They are to strike at Russia's oil, steel, and forestry industries.

The EU is also preparing to copy-paste its Crimea travel and business ban to the new Russia-annexed areas, as the war drags out.

"Russian travel documents issued in those regions [the four Ukrainian areas annexed by Russia on Friday] are not recognised by member states as well as Iceland, Norway, Switzerland and Lichtenstein for the purposes of issuing of a visa and of crossing the external borders," an internal EU document said, which is being prepared alongside the new Russia blacklists.

Ukraine said it was applying to join Nato in riposte to Putin's gambit on Friday.

Putin's party

The Kremlin solemnities saw Russia's four puppet-leaders in eastern Ukraine grip hands with Putin while chanting "Russia! Russia!" to a standing ovation.

Two of them wore Z-symbol lapel-badges, a logo which become synonymous with Russian atrocities committed in Ukraine over the past six months.

The Crimea annexation, eight years ago, saw Armenia, Belarus, Bolivia, Cuba, Nicaragua, North Korea, Sudan, Syria, Venezuela, and Zimbabwe back Putin at the UN in a sign of what he might expect this time round.

Cuba, Nicaragua, and Syria formally recognised Crimea as part of Russia, but Russia's bigger friends, such as China and Iran, never bound themselves to Putin's whimsy.

The pattern first arose when Russia recognised the independence of two Russia puppet-regimes in Georgia in 2008, Abkhazia and South Ossetia, and when Putin was joined by Nauru, Nicaragua, Syria, and Venezuela only on the world stage.

Requirement 1 – Duplicate the stretch of the news excerpt from "Putin's party" through "a standing ovation.".
Requirement 2 – According to the news excerpt, which countries formally recognized Crimea as part of Russia?
Requirement 3 – Shorten the paragraph of the news excerpt that begins "The pattern first arose" into one brief sentence that keeps its main facts.
The data that comes after the news excerpt is separate material with no tie to it.

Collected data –
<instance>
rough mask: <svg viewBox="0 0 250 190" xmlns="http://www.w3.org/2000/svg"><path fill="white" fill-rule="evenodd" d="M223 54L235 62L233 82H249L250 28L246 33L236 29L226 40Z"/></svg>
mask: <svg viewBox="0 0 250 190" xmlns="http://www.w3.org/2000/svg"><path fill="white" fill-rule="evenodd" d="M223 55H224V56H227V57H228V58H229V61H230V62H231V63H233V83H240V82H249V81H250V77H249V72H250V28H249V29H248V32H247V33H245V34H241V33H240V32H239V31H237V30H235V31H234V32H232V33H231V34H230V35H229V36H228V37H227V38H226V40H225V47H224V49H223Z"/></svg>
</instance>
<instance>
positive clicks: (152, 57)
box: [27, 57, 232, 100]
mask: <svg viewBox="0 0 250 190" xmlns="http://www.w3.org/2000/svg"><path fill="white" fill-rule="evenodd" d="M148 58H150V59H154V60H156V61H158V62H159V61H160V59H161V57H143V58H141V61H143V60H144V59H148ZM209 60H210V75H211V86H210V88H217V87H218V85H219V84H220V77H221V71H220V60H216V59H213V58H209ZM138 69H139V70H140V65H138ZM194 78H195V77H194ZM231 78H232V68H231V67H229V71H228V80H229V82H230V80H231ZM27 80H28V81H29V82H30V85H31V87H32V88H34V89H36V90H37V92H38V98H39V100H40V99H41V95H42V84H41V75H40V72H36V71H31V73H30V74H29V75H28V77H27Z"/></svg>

Task response 1 –
Putin's party

The Kremlin solemnities saw Russia's four puppet-leaders in eastern Ukraine grip hands with Putin while chanting "Russia! Russia!" to a standing ovation.

Task response 2 – Cuba, Nicaragua, and Syria.

Task response 3 – The pattern began in 2008, when Russia recognized the independence of Abkhazia and South Ossetia, two Russia puppet-regimes in Georgia, and only Nauru, Nicaragua, Syria, and Venezuela joined Putin on the world stage.